Source document:
════════════════════

# Dadant Deep Frames



## Jason (Nov 19, 2010)

Hello Everyone,

Does anyone know if a Dadant Deep frame (11 1/4" ?) has the clearance to be extracted in american extractors? (radial or tangental)

I was just curious after reading some Brother Adam material.

Thanks,

Jason


----------



## AR Beekeeper (Sep 25, 2008)

The 11 1/4 inch frame was not used for surplus honey, just for use in the brood chamber. The medium super frame was designed by Dadant for use on his hive for storage of surplus honey. I used the 11 1/4 in. brood chamber for about 15 years but I never tried to extract the honey from the brood chambers. The Dadant 6-12 Radial extractor I have will accept the frame with enough clearance to spin.


----------



## odfrank (May 13, 2002)

I have an old 20 frame Dadant radial that will take four very tight in a load. I have to extract a few dozen every year either because I draw them out on the honey low or I pull them from honey clogged brood chambers in February. I also have a 20 frame Maxant that does NOT fit them.

"Historically in North America there were two large brood frame designs, the Dadant and the Langstroth Jumbo. There is no "Dadant Jumbo."

The standard Dadant brood frame (like the one used by Br. Adam) has the dimensions 17 5/8 * 11 1/4 inches. There are 11 of these in the Modified Dadant hive, and 12 in the Buckfast Dadant hive. The frames are spaced wider than Langstroth, on 1 1/2" centers (an important difference).

The Langstroth brood frame is 17 5/8 * 9 1/8 in. Normally used in an 8 or 10 frame configuration. (One of the reasons why the 10 fr. hive became popular is because the 8-fr. had a tendency to tip over.) Frame spacing is 1 3/8" center to center.

The Langstroth Jumbo brood frame is deeper, at 11 1/4", making it similar to the Dadant brood frame, but it retains the narrower spacing."


----------



## Jason (Nov 19, 2010)

Thanks for the information everyone.

@ AR: is that a newish extractor? or was it purchased when you were working with the dadant deeps? just curious if it is still available in those dimensions.

@ oddfrank: Do you like working the dadant deeps? Do you find the increased area beneficial for brood? Is compatability an issue or do you run enough dadant deep hives that frame swapping to weaker hives is not a problem?


----------



## odfrank (May 13, 2002)

════════════════════

Problems to solve:
- A) Write out the thread on Dadant deep frames from "I was just curious" to "clearance to spin.", changing "surplus honey" to "extra honey" each time it appears.
- B) Please go on with the thread on Dadant deep frames from where it stops.

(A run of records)

════════════════════

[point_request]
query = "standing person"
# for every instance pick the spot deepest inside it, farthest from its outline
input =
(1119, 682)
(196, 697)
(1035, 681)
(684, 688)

════════════════════

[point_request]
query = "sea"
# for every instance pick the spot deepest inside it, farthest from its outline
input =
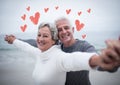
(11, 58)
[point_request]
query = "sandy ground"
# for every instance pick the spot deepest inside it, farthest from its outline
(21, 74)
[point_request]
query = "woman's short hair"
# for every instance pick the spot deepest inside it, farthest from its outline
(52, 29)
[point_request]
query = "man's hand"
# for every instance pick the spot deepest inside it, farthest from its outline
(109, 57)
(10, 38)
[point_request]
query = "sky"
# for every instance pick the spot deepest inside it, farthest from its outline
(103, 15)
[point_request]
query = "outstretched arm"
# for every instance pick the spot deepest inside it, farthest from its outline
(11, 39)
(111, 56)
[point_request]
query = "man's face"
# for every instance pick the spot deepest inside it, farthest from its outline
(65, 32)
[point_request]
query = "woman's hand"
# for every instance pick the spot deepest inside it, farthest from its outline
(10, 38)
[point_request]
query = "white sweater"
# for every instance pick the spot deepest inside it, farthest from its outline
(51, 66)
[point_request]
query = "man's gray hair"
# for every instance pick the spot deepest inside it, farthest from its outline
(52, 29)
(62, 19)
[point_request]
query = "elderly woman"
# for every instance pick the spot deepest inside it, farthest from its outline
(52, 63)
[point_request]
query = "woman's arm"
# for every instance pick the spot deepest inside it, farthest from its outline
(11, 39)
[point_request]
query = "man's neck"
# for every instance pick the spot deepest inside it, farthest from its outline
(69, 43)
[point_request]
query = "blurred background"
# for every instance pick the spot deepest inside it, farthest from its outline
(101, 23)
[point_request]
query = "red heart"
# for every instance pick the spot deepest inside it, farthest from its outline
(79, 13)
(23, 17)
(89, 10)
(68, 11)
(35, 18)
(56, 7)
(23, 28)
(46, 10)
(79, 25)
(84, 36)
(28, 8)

════════════════════

Outputs by task:
- A)
I was just curious after reading some Brother Adam material.

Thanks,

Jason


----------



## AR Beekeeper (Sep 25, 2008)

The 11 1/4 inch frame was not used for extra honey, just for use in the brood chamber. The medium super frame was designed by Dadant for use on his hive for storage of extra honey. I used the 11 1/4 in. brood chamber for about 15 years but I never tried to extract the honey from the brood chambers. The Dadant 6-12 Radial extractor I have will accept the frame with enough clearance to spin.

- B)
Jason said:


> @ ODfrank: Do you like working the dadant deeps? Do you find the increased area beneficial for brood? Is compatability an issue or do you run enough dadant deep hives that frame swapping to weaker hives is not a problem?


I rarely do frame swapping for strength purposes. Compatibility is always a problem when using multiple size boxes and frames. I attempt to separate sizes by apiaries or groups, so that I know what size to bring on a given trip. I have many sizes of frames and boxes as I am always curious about the next one's aspects of use. Plus my outfit has been hobbled together over 40 years from many sources. I like some benefits of double 9 5/8" deep boxes, and I like some benefits of a single 10 or 12 frame 11 5/8" deep box. I have little experience using 6 5/8" boxes for brood chambers but since so many do that method also must have benefits. I have caught large bait hives in small boxes and small swarms in large boxes. I built two hives with 19"+ frames and will make no more of those. My next batch of brood chambers is going to have 11 1/4" deep frames, but the ones I bought from Rossman have end bars too thin, they will bow with wiring. 

I have found in life that one screwdriver does not satisfy all needs, even those six way with two sizes of Philips, two sizes of slotted and two sizes of nut drivers. Sometimes you need a stubby handle, or a grasping handle or one with a weensy teensy tip. Same goes for hammers and bee frames.


----------



## Jason (Nov 19, 2010)

thanks for sharing the experiance odfrank.
I may try these at a later date, but for now will stick with a more "standard" format.
but you are right, sometimes you need a different screwdriver.


----------



## shinbone (Jul 5, 2011)

(_reviving a thread from 2011_)



odfrank said:


> I like some benefits of double 9 5/8" deep boxes, and I like some benefits of a single 10 or 12 frame 11 5/8" deep box.


odfrank - You've probably mentioned this elsewhere, but could you please expand on what you see as the benefits and detriments of these two different sized hive/frame configurations?


----------



## odfrank (May 13, 2002)

The benefits of a Jumbo 12 frame box:
Large comb area for the queen to lay in and therefore large populations to collect large crops. Only one box in which to find the queen. In my climate plenty large to overwinter in a single box.Drawbacks: non standard, you will have to make most of it yourself. No upper brood chamber to use for splits. Heavy deep frames when working the bees. Not heavier than a double deep for moving. Few extractors will fit Jumbo frames.

Benefits of a double Langstroth: compatibility, easy to procure, low cost. A 2nd brood chamber to use for splits. 
Drawbacks: single brood chamber too small in most climates to over winter in and for queen space in spring. 



shinbone said:


> (_reviving a thread from 2011_)odfrank - You've probably mentioned this elsewhere, but could you please expand on what you see as the benefits and detriments of these two different sized hive/frame configurations?


----------



## shinbone (Jul 5, 2011)

Thanks for the reply!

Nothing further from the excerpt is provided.